— begin Excerpt to read —

The reduced interest expense on the CMO was partially offset by higher advance
costs, as interest expense on borrowed funds rose $282,000 to $388,000 for the
comparable period in 1997. Interest expense on deposits rose $50,000 between
the two periods of which $16,000 was interest paid on the subscription funds
received in the Conversion. The remainder of the increase was primarily the
result of higher deposit balances, predominately certificates of deposit.
Provision for Loan Losses. Provisions for loan losses totaled $70,000 during
for the nine months ended September 30, 1997 compared to $68,000 during the
same period in 1996. Provisions were made as a result of management's
reevaluation of individual loans, including loans to a borrower in bankruptcy,
the level of delinquencies, the increase in volume and change to the
composition in loans receivable, and the level of net loan charge-offs.
Non-interest Income. Noninterest income decreased $772,000 to $216,000 for
the nine months ended September 30, 1997 compared to $988,000 for the same
period in 1996. The decrease was the result of larger one-time gains of
$902,000 from the disposition of the Savings Bank's investment in CMO
residual securities in 1996 versus a one-time gain of $121,000 realized in
the first quarter of 1997 from the disposition of the last remaining CMO
residual investment that was owned by the Savings Bank.
Non-interest Expense. Total non-interest expense declined by $529,000 to
$1,217,000 in 1997 compared to $1,746,000 in 1996. This decline was due
primarily to a reduction in federal deposit insurance premiums of $513,000.
Deposit insurance costs in 1996 included a one-time assessment of $414,000
pursuant to legislation to capitalize the SAIF to a reserve level of 1.25%.
Additionally, deposit insurance premiums decreased between the periods as a
result of the change in the deposit premium costs for savings associations
following the recapitalization of the SAIF and secondarily due to an
improvement in the Savings Bank's risk classification. Non-interest
expense was also favorably affected by lower real estate and repossessed asset
expenses and related losses which declined $35,000 to $21,000 for the nine
month period ending September 30, 1997.
Income Taxes. Income tax expense declined $25,000 to $282,000 in 1997 as a
result of lower levels of pre-tax income and a slightly lower tax accrual
rate.

— end Excerpt to read —
— begin Supplied entries —

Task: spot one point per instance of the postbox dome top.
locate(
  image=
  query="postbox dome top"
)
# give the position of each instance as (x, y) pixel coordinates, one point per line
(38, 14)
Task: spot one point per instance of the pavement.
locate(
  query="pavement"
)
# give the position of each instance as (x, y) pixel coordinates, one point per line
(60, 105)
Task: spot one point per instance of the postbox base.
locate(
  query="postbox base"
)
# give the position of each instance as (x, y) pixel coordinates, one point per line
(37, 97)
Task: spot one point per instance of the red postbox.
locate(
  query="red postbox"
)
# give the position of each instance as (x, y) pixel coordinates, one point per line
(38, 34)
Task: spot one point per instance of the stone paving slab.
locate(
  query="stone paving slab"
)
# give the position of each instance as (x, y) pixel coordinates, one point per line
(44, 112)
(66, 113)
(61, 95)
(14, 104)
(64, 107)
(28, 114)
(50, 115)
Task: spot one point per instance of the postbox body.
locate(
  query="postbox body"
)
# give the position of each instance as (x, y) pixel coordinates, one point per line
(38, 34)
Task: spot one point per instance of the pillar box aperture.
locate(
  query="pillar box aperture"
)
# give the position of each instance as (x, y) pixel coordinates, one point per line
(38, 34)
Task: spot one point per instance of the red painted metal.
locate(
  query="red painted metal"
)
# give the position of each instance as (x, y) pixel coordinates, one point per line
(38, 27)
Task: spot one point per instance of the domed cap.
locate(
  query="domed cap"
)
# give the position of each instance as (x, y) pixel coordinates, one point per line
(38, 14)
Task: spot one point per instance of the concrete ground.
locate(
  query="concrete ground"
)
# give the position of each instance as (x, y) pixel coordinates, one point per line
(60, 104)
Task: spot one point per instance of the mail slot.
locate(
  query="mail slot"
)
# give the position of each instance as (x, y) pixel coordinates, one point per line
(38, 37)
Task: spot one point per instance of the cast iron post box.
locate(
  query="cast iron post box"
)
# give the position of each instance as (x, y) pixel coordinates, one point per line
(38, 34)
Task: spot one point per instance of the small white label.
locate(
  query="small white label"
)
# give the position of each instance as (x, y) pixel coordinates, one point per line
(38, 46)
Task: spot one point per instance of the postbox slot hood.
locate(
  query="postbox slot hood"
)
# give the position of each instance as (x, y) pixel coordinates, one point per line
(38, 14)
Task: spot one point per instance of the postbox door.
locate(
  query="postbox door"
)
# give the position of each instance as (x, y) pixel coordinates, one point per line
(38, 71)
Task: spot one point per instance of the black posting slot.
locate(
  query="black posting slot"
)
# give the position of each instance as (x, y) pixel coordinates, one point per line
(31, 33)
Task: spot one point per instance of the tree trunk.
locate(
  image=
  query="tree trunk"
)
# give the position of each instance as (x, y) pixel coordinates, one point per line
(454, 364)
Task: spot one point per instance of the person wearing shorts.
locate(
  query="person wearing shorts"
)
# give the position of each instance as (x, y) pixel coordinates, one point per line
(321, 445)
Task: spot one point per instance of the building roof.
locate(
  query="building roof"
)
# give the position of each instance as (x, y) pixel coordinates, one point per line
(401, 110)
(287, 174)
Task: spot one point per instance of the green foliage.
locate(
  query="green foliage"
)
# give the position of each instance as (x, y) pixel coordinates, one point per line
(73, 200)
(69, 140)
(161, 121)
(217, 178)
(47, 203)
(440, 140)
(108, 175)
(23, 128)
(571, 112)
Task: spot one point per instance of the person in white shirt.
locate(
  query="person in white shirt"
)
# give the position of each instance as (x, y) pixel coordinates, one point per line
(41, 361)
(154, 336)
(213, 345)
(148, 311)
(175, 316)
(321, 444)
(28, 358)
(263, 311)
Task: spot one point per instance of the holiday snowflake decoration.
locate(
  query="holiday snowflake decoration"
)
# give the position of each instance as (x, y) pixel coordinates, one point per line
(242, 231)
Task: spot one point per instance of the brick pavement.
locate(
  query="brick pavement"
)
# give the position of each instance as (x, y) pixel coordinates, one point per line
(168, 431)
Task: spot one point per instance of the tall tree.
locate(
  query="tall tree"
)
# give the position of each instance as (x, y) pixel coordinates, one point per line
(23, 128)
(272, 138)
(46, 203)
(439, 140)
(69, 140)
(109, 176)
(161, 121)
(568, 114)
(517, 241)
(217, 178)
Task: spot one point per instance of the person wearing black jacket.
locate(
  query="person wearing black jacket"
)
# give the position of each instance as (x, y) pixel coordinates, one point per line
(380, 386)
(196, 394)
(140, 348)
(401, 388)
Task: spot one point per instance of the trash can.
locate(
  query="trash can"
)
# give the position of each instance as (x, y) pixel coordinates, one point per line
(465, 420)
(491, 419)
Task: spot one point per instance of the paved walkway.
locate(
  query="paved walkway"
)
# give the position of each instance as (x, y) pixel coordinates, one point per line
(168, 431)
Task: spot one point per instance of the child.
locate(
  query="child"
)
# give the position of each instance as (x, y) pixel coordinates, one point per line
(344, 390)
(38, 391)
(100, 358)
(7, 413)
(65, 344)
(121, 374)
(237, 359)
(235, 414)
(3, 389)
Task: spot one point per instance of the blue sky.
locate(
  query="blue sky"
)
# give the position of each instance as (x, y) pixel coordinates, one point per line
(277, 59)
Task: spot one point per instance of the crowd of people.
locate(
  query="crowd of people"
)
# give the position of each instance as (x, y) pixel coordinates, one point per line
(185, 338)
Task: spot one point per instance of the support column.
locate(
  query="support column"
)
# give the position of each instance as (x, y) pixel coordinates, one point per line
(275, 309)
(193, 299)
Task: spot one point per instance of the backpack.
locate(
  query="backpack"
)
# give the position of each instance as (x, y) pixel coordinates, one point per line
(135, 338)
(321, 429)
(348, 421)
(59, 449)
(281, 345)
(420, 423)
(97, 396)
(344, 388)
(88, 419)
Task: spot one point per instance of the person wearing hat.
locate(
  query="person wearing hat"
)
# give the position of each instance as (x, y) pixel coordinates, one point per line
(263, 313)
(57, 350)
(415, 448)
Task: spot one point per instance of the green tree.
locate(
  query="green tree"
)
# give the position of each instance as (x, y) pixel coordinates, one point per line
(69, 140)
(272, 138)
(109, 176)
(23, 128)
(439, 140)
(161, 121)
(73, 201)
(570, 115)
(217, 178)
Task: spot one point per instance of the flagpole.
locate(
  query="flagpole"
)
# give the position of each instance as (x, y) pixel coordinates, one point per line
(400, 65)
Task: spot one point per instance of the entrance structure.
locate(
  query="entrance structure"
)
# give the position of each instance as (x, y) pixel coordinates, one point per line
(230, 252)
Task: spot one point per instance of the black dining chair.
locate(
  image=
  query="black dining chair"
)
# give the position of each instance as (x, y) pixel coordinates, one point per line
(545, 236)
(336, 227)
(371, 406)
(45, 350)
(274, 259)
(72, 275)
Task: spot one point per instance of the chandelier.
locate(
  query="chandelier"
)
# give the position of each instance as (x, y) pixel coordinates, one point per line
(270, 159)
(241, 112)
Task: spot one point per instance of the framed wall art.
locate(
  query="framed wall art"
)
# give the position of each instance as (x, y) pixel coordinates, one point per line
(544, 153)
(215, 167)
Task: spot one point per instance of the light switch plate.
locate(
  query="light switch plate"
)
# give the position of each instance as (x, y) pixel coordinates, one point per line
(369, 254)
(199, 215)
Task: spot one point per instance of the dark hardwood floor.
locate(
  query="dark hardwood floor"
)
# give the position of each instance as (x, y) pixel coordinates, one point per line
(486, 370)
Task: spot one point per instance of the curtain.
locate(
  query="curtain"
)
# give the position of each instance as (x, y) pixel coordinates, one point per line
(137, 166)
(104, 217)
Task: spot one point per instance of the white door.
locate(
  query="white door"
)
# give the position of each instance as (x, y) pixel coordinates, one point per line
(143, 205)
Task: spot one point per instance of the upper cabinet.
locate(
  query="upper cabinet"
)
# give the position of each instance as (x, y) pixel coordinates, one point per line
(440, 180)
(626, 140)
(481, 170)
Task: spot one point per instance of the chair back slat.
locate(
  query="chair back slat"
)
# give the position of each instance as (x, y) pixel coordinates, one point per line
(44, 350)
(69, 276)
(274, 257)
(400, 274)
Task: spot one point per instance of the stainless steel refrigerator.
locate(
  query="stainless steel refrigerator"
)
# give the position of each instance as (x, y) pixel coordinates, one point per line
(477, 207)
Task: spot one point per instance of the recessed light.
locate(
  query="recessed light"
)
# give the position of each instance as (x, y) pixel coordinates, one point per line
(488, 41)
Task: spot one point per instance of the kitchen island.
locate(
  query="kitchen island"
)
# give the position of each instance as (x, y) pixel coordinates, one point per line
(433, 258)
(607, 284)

— end Supplied entries —
— begin Supplied entries —

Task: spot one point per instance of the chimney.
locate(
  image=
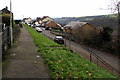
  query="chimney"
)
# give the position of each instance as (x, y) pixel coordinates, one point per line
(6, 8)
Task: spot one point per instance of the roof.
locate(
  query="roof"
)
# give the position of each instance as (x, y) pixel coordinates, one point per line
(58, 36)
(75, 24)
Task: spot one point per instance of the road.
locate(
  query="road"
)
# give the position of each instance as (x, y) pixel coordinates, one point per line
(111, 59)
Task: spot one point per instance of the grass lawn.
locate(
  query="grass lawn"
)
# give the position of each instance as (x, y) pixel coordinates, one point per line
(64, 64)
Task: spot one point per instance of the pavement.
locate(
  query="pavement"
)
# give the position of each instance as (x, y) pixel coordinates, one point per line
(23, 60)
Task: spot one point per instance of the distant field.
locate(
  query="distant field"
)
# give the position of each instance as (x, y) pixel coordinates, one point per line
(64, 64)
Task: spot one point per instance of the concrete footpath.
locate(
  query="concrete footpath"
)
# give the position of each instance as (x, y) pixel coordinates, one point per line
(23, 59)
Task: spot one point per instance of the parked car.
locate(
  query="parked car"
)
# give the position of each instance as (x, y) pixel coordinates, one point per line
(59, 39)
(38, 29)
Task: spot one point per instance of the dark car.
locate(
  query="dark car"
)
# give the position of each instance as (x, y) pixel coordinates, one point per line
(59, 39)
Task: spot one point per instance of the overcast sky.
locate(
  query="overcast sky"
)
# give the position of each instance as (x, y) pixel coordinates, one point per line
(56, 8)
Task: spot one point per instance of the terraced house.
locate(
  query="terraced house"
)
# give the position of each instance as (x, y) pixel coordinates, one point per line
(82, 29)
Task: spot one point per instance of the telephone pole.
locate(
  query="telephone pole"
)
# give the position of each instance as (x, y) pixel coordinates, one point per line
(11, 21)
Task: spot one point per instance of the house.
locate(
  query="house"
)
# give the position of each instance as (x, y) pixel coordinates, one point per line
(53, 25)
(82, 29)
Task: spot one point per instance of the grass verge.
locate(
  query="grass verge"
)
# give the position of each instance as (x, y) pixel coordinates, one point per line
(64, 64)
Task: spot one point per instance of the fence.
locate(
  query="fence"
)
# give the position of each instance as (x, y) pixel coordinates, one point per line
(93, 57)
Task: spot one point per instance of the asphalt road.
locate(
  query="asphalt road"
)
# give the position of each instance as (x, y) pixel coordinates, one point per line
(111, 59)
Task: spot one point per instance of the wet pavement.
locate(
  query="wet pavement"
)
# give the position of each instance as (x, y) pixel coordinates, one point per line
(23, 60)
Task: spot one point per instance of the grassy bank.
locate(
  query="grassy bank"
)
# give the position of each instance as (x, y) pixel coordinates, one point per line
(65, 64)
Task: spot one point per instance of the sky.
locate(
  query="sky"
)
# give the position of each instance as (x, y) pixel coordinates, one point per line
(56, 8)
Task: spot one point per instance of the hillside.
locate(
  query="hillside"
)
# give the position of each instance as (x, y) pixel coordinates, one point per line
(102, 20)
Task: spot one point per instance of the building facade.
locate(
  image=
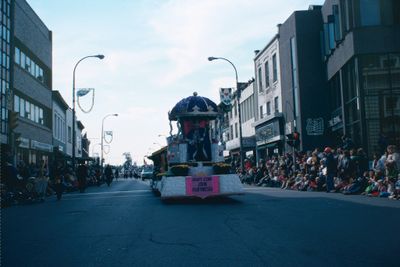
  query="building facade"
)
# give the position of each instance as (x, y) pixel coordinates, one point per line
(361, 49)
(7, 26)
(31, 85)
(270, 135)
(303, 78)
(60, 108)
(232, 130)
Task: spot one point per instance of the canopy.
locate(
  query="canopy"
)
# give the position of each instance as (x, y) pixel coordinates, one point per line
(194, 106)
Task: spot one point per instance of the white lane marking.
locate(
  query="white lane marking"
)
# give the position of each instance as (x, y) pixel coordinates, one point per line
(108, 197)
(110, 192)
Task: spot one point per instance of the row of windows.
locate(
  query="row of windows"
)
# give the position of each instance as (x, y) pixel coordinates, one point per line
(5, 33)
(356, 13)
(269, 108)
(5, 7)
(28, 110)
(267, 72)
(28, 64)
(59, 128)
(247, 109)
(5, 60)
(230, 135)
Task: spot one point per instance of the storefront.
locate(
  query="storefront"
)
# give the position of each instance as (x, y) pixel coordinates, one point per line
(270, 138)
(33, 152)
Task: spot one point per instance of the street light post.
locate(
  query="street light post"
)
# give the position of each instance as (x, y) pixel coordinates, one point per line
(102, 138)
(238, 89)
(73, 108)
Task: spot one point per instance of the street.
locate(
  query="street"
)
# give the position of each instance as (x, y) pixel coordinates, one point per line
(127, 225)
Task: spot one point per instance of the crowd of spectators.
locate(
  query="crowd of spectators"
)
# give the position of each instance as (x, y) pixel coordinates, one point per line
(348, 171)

— end Supplied entries —

**What is asked**
• 1. Find every line in the entries that contains the string "black", and copy each of those lines. Treat uppercase and lowercase letters as different.
• 2. Pick up the excerpt on the Savings Bank's nine-month 1997 results after its last sentence and continue it.

**Answers per task**
• 1.
Task: spot one point per instance of the black posting slot.
  query="black posting slot"
Task: spot one point per instance of the person wearing black jacket.
  query="person wearing black jacket"
Task: spot one point per instance of the black dining chair.
  query="black dining chair"

• 2.
Extraordinary Charge. Net income during the nine months ended September 30,
1997 was adversely affected by a $963,000 charge ($563,000 net of related
income tax benefit) taken in connection with the extinguishment of the class C
bond of the Savings Bank's CMO debt issuance. The pretax loss was comprised
Page 10
<PAGE>
of $727,000 from acceleration of the original issue discount, $129,000 in the
form of the premium paid to repurchase the bond and $107,000 in charges
associated with accelerating the portion of deferred debt issuance costs
related to the bond.
COMPARISON OF THE RESULTS OF THE OPERATIONS FOR THE THREE MONTHS
ENDED SEPTEMBER 30,1997 AND 1996
- -----------------------------------------------------------------
Net Income. Net income decreased $154,000 or 51% to $147,000 for the three
months ending September 30 ,1997 as compared to $301,000 for the same period
in 1996. This decline was the result of the unusual net securities gains
that were realized for the three month period in 1996, which were partially
offset by a reduction in non-interest expense and income taxes.
Net Interest Income. Net interest income increased $59,000, or 10.8%, from
$547,000 for the three months ended September 30, 1996 to $606,000 for the
same period in 1997. The improved net interest income is the result of an
increase in the interest rate spread. This increase in the interest rate
spread was primarily the result of the improved liability structure from
replacing the higher costing CMO debt with lower costing FHLB advances. This
combined interest expense on the CMO debt and FHLB borrowings declined $56,000
between the two periods despite an increase to their combined average balances
of $1,110,000. The result was that the average cost of funds on the combined
CMO debt and FHLB borrowings declined from 10.4% in the third quarter of 1996
to 7.4% in 1997.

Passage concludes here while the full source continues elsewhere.